# EXERCISE GOAL
Convert the listing below into a Markdown table with the columns Row and Line, one numbered row per line, and skip blank lines. Leave the pictures out.

# AVAILABLE RECORDS
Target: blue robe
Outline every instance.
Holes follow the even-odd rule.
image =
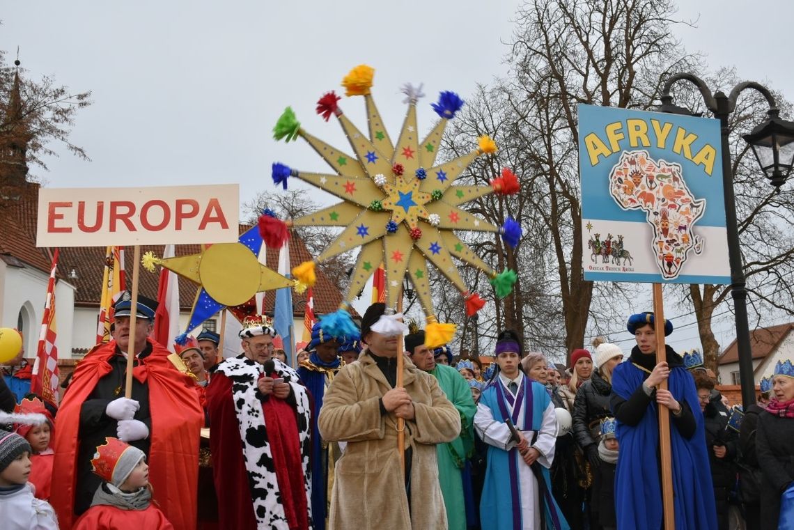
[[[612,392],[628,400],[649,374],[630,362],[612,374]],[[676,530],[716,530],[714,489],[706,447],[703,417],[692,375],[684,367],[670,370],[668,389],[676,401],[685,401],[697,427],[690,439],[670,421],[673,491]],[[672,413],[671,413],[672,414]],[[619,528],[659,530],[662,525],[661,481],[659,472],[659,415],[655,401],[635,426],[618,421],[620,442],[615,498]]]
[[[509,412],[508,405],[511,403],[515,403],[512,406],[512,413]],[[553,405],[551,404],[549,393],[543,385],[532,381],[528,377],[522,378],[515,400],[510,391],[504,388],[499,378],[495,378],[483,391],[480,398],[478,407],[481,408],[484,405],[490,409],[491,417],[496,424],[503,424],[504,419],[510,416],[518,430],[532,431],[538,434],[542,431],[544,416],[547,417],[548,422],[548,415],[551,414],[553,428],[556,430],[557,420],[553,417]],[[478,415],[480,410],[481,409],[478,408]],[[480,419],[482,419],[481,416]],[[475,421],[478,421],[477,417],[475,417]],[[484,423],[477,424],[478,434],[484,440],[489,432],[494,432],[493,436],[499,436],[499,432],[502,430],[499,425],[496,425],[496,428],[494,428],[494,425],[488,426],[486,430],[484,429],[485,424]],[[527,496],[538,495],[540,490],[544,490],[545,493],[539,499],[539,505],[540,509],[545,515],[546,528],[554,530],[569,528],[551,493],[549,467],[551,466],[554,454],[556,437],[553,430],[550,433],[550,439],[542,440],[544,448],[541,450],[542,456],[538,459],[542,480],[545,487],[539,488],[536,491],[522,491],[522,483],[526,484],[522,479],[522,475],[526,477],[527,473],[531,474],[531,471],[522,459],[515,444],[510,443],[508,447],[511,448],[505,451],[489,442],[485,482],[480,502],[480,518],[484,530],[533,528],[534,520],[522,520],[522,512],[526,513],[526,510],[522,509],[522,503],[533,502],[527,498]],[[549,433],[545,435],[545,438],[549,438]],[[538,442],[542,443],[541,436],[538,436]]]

# THE OUTPUT
| Row | Line |
|---|---|
| 1 | Target: blue robe |
| 2 | Outline every instance. |
| 3 | Holes follow the even-odd rule. |
| 4 | image = |
| 5 | [[[612,392],[628,400],[649,374],[630,362],[612,374]],[[676,530],[716,530],[714,489],[706,447],[703,417],[692,375],[684,367],[670,370],[668,389],[676,401],[685,401],[697,427],[690,439],[670,421],[673,491]],[[672,413],[671,413],[672,414]],[[619,528],[659,530],[662,525],[661,481],[659,472],[659,415],[655,401],[635,426],[618,421],[620,442],[615,498]]] |
| 6 | [[[509,412],[508,405],[511,403],[515,403],[512,406],[512,413]],[[553,405],[551,404],[549,393],[543,385],[532,381],[528,377],[522,378],[515,400],[510,391],[504,388],[499,378],[495,378],[483,391],[480,398],[478,407],[481,408],[484,405],[490,409],[491,417],[496,424],[503,424],[504,419],[510,416],[518,430],[532,431],[538,434],[542,431],[544,416],[547,417],[548,422],[548,415],[551,414],[553,428],[556,430],[557,420],[553,417]],[[478,415],[480,410],[481,409],[478,408]],[[480,419],[482,419],[481,416]],[[475,421],[478,421],[477,417],[475,417]],[[484,423],[477,424],[478,434],[484,440],[489,432],[494,432],[493,436],[499,436],[499,432],[502,430],[499,425],[496,425],[496,428],[494,428],[494,425],[488,426],[486,430],[484,429],[485,424]],[[527,496],[538,495],[540,490],[544,490],[545,493],[539,499],[539,505],[540,509],[545,515],[546,528],[554,530],[569,528],[551,493],[549,467],[551,466],[554,454],[556,437],[553,430],[550,433],[550,439],[542,440],[544,448],[541,450],[542,456],[538,459],[542,480],[545,487],[539,488],[536,491],[522,491],[522,483],[526,484],[522,479],[522,475],[526,477],[527,473],[531,474],[531,471],[522,459],[515,444],[510,443],[508,447],[511,448],[505,451],[489,442],[485,482],[480,502],[480,518],[484,530],[533,528],[534,520],[522,520],[522,512],[526,513],[526,510],[522,509],[522,503],[533,502],[527,498]],[[549,433],[545,435],[545,438],[549,438]],[[538,442],[542,443],[541,436],[538,436]]] |